Task directions
In the passage on the year 234 BC, which city is destroyed by Demetrius II?

Text passage
____
Year 234 BC was a year of the pre-Julian Roman calendar. At the time it was known as the Year of the Consulship of Albinus and Ruga (or, less frequently, year 520 Ab urbe condita). The denomination 234 BC for this year has been used since the early medieval period, when the Anno Domini calendar era became the prevalent method in Europe for naming years.

Events 
 By place 

 Greece 
 The Epirote Alliance is replaced by the Epirote League, which is a federal state with its own parliament (or synedrion).
 The city of Pleuron is destroyed by Demetrius II.
 After the resignation of Lydiades, the city of Megalopolis joins the Achaean League.

 Roman Republic 
 Corsica, Sardinia and Liguria rebel unsuccessfully against Rome.
____
Extracted material

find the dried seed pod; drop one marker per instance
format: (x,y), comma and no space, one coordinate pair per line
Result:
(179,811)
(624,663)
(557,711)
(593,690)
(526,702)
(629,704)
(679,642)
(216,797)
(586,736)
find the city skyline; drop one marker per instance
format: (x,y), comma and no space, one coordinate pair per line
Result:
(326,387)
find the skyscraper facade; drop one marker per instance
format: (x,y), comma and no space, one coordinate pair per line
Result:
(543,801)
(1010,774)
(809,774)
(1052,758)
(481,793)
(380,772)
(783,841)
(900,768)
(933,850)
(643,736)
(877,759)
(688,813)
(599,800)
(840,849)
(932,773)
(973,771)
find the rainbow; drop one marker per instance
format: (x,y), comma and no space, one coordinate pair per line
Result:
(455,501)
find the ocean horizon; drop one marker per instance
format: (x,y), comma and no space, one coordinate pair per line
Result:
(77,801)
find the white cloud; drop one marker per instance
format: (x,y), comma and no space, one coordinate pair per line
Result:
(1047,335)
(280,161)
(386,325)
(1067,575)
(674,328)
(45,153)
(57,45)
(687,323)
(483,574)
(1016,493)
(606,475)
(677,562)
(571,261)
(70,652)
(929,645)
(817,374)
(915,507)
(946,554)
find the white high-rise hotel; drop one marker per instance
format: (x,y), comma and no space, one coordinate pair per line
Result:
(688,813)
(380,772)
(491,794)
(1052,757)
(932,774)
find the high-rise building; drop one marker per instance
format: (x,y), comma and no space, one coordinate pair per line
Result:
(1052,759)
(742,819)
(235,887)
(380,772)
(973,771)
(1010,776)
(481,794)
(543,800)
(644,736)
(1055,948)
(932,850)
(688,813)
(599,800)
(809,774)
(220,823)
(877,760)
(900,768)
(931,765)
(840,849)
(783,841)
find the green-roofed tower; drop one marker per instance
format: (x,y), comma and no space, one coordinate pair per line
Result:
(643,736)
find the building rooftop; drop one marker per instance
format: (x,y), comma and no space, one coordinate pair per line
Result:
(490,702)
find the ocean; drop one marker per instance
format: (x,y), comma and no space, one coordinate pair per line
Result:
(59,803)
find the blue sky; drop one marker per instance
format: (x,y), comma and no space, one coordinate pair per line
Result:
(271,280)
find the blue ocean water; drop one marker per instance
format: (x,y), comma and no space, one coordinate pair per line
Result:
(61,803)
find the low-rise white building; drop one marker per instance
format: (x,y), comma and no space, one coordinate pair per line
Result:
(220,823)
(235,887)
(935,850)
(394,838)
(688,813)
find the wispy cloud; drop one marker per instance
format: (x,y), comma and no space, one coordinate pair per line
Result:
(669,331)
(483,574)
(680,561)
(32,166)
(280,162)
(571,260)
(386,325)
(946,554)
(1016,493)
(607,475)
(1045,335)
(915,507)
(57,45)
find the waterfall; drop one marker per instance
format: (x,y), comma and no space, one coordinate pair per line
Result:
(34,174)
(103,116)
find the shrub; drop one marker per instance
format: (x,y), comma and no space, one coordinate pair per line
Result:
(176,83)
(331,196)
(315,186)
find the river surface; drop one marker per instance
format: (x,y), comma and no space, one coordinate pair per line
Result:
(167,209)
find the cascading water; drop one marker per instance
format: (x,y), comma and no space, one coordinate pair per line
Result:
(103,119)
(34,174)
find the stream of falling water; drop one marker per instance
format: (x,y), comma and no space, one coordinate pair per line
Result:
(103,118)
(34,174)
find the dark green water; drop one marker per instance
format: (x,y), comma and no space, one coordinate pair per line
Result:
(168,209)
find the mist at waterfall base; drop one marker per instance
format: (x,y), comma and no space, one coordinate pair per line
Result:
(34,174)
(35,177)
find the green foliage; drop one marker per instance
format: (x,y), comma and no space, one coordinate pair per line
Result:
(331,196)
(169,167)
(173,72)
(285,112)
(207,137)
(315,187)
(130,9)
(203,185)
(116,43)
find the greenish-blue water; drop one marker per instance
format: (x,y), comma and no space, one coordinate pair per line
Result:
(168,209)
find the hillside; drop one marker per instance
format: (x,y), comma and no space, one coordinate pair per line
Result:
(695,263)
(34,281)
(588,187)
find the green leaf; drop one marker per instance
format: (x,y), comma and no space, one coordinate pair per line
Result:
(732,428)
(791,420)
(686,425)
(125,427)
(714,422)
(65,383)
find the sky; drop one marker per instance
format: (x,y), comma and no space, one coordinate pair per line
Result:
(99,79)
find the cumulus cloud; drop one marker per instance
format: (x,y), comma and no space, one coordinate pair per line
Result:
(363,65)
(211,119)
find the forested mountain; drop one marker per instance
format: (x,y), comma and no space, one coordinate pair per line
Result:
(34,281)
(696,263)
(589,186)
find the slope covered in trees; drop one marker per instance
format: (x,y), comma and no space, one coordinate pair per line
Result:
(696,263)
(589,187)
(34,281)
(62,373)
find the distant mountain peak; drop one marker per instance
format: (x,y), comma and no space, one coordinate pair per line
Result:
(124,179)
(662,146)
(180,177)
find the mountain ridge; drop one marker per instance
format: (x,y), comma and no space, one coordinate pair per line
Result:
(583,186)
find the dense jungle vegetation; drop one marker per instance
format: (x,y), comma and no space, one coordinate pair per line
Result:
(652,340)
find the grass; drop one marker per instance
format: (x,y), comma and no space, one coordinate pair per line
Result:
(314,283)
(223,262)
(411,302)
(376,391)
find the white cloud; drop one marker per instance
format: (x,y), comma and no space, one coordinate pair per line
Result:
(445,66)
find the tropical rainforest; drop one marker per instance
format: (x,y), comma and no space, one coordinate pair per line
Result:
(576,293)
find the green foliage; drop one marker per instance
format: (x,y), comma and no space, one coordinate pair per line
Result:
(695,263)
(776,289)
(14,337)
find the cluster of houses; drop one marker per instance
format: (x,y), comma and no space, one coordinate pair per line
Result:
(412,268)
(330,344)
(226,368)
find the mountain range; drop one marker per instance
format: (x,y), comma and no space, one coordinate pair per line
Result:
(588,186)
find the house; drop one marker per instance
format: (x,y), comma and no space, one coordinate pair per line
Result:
____
Output for this task
Pleuron